Task inputs
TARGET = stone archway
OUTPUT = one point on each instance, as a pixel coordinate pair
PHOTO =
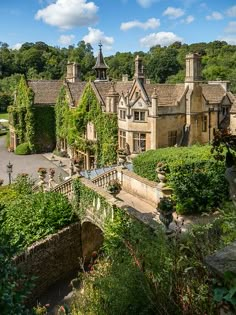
(91, 239)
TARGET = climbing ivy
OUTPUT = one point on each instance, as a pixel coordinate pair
(71, 125)
(33, 125)
(21, 114)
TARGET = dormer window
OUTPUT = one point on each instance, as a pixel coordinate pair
(122, 114)
(139, 116)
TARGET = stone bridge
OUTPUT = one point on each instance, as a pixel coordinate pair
(138, 196)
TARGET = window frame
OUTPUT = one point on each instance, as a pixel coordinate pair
(139, 113)
(139, 142)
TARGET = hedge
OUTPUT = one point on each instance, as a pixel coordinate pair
(23, 149)
(196, 178)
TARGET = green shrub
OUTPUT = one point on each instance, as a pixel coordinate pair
(23, 149)
(14, 286)
(143, 272)
(31, 217)
(196, 177)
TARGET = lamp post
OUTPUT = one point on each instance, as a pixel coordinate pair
(210, 110)
(9, 171)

Instructions to follow
Rewrite all of the lines above, changing every "pixel coordinate pair" to "pair of pixel coordinates" and keeping everything else the same. Omit the pictures from your answer.

Correct output
TARGET = stone archway
OUTPUT = one point on each instance, as a pair of pixel coordinates
PHOTO =
(91, 239)
TARGET = climbing ivy
OUTPUT = one point on each instance, as a pair of pixel coordinates
(71, 125)
(33, 125)
(21, 114)
TARGET = dormer window
OUTPUT = one point on each instance, as a pair of pixel coordinates
(122, 114)
(139, 116)
TARGET = stone bridge
OUTPUT = one point on each instance, as a pair of pixel coordinates
(138, 196)
TARGET = window frame
OUTPUT = one point on each instance, as a pair of pixel coordinates
(139, 113)
(139, 142)
TARGET = hedge
OUTPUT = one point on each instance, as a pair of pixel coordinates
(23, 149)
(196, 178)
TARGET = green shrub
OUTPUT = one point on each instance, as a pair of pixel coordinates
(23, 149)
(14, 286)
(143, 272)
(31, 217)
(196, 177)
TARGET = lamp post
OUTPUT = one point on each instance, as a pair of pixel coordinates
(210, 110)
(9, 171)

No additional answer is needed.